[KUTIPAN TEKS]
⁂

YOGYAKARTA, Suara Muhammadiyah – “Peran keummatan dan kemanusiaan ‘Aisyiyah harus terus menerus digelorakan sebagaimana dakwah ‘Aisyiyah selama ini. Perempuan punya kewajiban yang sama dengan laki laki dalam berbuat amal saleh.” Hal tersebut disampaikan oleh Ketua Umum Pimpinan Pusat ‘Aisyiyah, Salmah Orbayinah dalam Pengajian Ramadan 1444 H Pimpinan Pusat ‘Aisyiyah yang berlangsung pada Ahad (9/4/2023).
Dalam pengajian Ramadan 1444 H bertema “Kepemimpinan Profetik Perempuan Berkemajuan dalam Perdamaian dan Kebangsaan” ini Salmah menyebut upaya untuk terus bergerak dinamis memerlukan kekuatan para pimpinan serta kadernya. “Daya gerak lini organisasi ‘Aisyiyah tergantung pada idealisme dan kepemimpinan ibu-ibu semua baik tingkat pusat maupun ranting,” ujar Salmah. Sehingga dalam mewujudkan kepemimpinan gerakan yang dinamis perlu dikembangkan fungsi kepemimpinan transformatif dalam ‘Aisyiyah maupun dalam kehidupan umat dan bangsa.
“Kepemimpinan model transformatif tersebut sejalan dengan spirit Islam dan uswah hasanah Nabi Muhammad SAW yang membawa perubahan sebagai jalan kemajuan untuk membangun peradaban yang utama,” terang Salmah. Menurutnya fungsi kepemimpinan transformatif yang mengacu kepada kepemimpinan profetik dalam ‘Aisyiyah akan mampu membawa ‘Aisyiyah menjadi lebih dinamis dan inovatif dalam mengembangkan dakwah pencerahan melalui amal usaha dan program-program praksis untuk pembebasan, pemberdayaan, dan pemajuan kehidupan umat dan bangsa. “Kepemimpinan Aisyiyah memerlukan peran-peran transformasional sebagai jalan dinamis mewujudkan misi dakwah dalam Quran Surat Ali Imran 104 dan 110.
Bahwasanya nabi bersabda, “Kullukum ra’in wa kullukum mas’ulun ‘an ra’iyatihi” yang artinya “Setiap kamu adalah pemimpin dan setiap kamu akan diminta pertanggungjawaban atas kepemimpinan.”
Oleh karena itu para pemimpin ‘Aisyiyah di mana pun berada menurut Salmah harus selalu siap berkhidmat dalam menjalankan tugas-tugas organisasi untuk kemajuan umat dan bangsa serta tegaknya peradaban umat manusia.

⁂

[BLOK DATA]
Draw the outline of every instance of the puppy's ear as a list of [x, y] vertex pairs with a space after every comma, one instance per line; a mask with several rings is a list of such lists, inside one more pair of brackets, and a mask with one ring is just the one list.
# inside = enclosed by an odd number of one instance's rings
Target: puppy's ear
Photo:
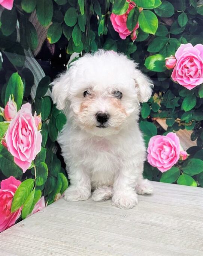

⁂

[TUGAS DIKERJAKAN] Sunting bagian teks pengajian Ramadan ‘Aisyiyah dari "Oleh karena itu" sampai "peradaban umat manusia.", lalu tuliskan kembali bagian itu dengan kata "berkhidmat" diganti menjadi "mengabdi".

[PENYELESAIAN LENGKAP]
Oleh karena itu para pemimpin ‘Aisyiyah di mana pun berada menurut Salmah harus selalu siap mengabdi dalam menjalankan tugas-tugas organisasi untuk kemajuan umat dan bangsa serta tegaknya peradaban umat manusia.